You would think that with such edgy subject matter the story would veer over the boundary of good taste, but Sthers—who has many bestsellers to her credit, though this is her American debut—is deft, insightful and very, very funny. The prose is angry, hilarious, and aching all in turns, not unlike our feelings for our kin.

Families are such fertile territory, and this one is among the best fictional families in literature. David, Harry and Monique’s son, is a gay playwright whose father has not come to grips with David’s sexuality. David writes him endless letters; Harry won’t respond. We see how Harry thinks and feels about David through his correspondence with the rabbi, and with the things Annabelle learns when she comes for a visit. Meanwhile, David’s new play is about to open, and it’s titled “Kosher Pig.” It’s about his father. Oh, how he wants Harry to be there for the opening! But Harry remains incommunicado.

This is a slender little book, just 176 pages, and so I expected a casual romp, but it’s more than that. It’s a quick read, not because it’s lightweight literature but because it’s impossible to put down. I recommend you should get it and read it, and then…maybe you should call your parents. Better yet, go visit them.

The Future Never Lasts, by Phillip Gardner****

ThefutureneverlastsI do enjoy a good short story collection, and make no mistake, this collection is a good one. The marketing blurb says that these tales are “the finger on the pulse of collective secrecy”, but they could just as easily be tagged as stories of alienation. Almost all of them feature protagonists in dysfunctional marriages; some could easily land in an anthology of horror stories, or of crime fiction. But when all is said and done, if you like good writing, you should buy this book when it goes up for sale January 4, 2016. Thank you to Net Galley, Biting Duck Press, and Boson Books for the DRC, which I was given in exchange for an honest review.

Usually a collection like this one features its best work first and last, but this time I don’t see it that way. The first one is decent, but there are occasional moments when the dialogue goes awry, becoming at times either awkward and pretentious, or like a mouthful of mashed potatoes. The story itself wasn’t bad, it was specifically the dialogue that didn’t sit quite right.

The second story made the entire collection worth having. “This Time Comes From That Time” is a story of a Vietnam veteran who’s gone to pieces and commenced digging his own tunneled command center beneath his grandmother’s home. The jumbled trauma of that time—the murders of the Kennedy brothers and Martin Luther King, Junior; the war; demonstrations and riots that burned in cities across the nation—combine with the protagonist’s combat experience to leave him disoriented and seriously off kilter. Toss in some strangely comforting TV shows of the 1960’s, and the stew that Gardner makes of it is fascinating indeed. The prose is lean, the words well chosen. The man knows how to use figurative language like a champion; in particular, the use of repetition to drive the plot forward, to create a sense of urgency that is both visceral and memorable, is hard not to notice. At times it creates a take-me-to-church cadence that leaves the reader helplessly enthralled.

The titled selection was my second favorite, a story in which stone cold murder and every day irritations are juxtaposed in such a way as to leave a trail of shivers down even the most hardened reader’s spine. Yet there is also a place—I don’t want to give anything away, so I will refrain from being specific—in which a particularly obnoxious character’s comeuppance made me laugh out loud. This was made all the more amusing by the rapid way the author led us from the chamber of horrors to this brief, comedic moment, entirely unanticipated. And from there, things gradually chilled—even froze—not unlike the corpse in the story.

Gardner’s use of foreshadowing is sometimes predictable or mechanical, but at other times, it is used in the best way possible, building tension and suspense to the point where the reader has no option when the phone rings or a family member beckons, but to ignore them and keep on reading. “A Crime of Opportunity” is particularly strong in this respect, and was another favorite of mine.

Every single story in this anthology is hip-deep in booze. If you’re on the wagon right now and struggling, get yourself a different book.
_ _ _ _ _
*REQUIRED WORK:*
1. In the book reviews, what is the title of David's new play?
2. Echo the book reviews word for word, from "Families are such" to "Harry remains incommunicado.".

*Phrase grounding data:*
_ _ _ _ _
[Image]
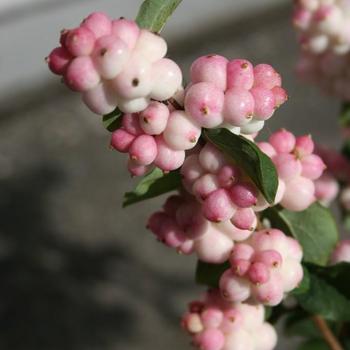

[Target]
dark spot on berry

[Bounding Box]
[131,78,140,87]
_ _ _ _ _
*LIST OF SOLUTIONS:*
1. "Kosher Pig."

2.
Families are such fertile territory, and this one is among the best fictional families in literature. David, Harry and Monique’s son, is a gay playwright whose father has not come to grips with David’s sexuality. David writes him endless letters; Harry won’t respond. We see how Harry thinks and feels about David through his correspondence with the rabbi, and with the things Annabelle learns when she comes for a visit. Meanwhile, David’s new play is about to open, and it’s titled “Kosher Pig.” It’s about his father. Oh, how he wants Harry to be there for the opening! But Harry remains incommunicado.